*TASK DATA*:
+--

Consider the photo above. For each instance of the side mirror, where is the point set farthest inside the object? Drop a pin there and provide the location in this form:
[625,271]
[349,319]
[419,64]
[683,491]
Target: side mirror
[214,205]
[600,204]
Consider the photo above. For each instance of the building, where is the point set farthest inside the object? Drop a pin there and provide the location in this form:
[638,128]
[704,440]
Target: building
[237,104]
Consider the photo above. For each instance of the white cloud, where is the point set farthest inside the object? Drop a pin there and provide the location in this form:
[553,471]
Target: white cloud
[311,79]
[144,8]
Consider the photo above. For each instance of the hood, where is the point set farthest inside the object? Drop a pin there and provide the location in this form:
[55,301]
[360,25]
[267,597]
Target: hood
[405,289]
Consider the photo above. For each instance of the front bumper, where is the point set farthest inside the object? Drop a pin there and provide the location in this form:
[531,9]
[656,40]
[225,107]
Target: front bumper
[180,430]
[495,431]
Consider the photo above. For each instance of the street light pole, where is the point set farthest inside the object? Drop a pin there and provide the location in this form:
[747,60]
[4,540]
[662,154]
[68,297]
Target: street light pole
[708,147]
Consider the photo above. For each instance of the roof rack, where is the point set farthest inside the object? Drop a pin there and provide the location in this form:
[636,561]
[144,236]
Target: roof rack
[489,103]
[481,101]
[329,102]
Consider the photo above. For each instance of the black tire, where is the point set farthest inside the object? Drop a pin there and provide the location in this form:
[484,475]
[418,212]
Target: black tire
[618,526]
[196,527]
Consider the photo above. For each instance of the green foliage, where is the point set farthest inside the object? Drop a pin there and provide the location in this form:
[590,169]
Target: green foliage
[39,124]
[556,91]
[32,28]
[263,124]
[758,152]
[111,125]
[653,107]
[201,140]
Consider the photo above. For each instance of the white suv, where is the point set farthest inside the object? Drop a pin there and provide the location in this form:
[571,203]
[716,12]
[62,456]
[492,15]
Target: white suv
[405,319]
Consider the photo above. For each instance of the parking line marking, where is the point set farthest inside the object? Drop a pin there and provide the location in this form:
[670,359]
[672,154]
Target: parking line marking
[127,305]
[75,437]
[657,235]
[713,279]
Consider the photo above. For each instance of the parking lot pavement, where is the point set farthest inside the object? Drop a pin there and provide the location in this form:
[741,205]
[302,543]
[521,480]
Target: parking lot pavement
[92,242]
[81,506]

+--

*WRITTEN TASK*:
Reproduce the stretch of lines above exactly, from the line that contains "Consider the photo above. For each instance of the roof" through the final line, with both ends included.

*TASK RESPONSE*:
Consider the photo above. For each instance of the roof rack, where is the point set farthest inside the object? Drop a pin there and provide the location in this form:
[636,561]
[144,236]
Target: roof rack
[489,103]
[481,101]
[329,102]
Consider the photo above. For each instance of the black tire, where is the point set farthest inside the object? Drop a pin there and provide the location in this form:
[484,475]
[418,212]
Target: black tire
[618,526]
[196,527]
Consider the photo above. For each instance of the green foliage, where is the point set farthest inside the object? Drop a pin there and provide the location in this form:
[590,169]
Target: green foliage
[39,124]
[556,91]
[32,28]
[263,124]
[758,152]
[111,125]
[653,107]
[201,140]
Consider the photo above. For each instance of the white suv, where is the point set farthest inside the object? Drop a pin there and provide the location in this form:
[571,203]
[716,12]
[62,456]
[492,15]
Target: white suv
[405,319]
Consider the photo above. For each instance of the parking line marking, where is the point set farthest inside the object? Drop a pin there and provide the location in this form:
[670,359]
[672,154]
Target: parking line marking
[127,305]
[75,437]
[657,235]
[713,279]
Consider the photo above. For each instance of the parking lot pavement, where is the point set farthest inside the object? Drop a pin there and provide the location in this form:
[741,205]
[302,543]
[521,480]
Target: parking lot pavement
[92,242]
[81,506]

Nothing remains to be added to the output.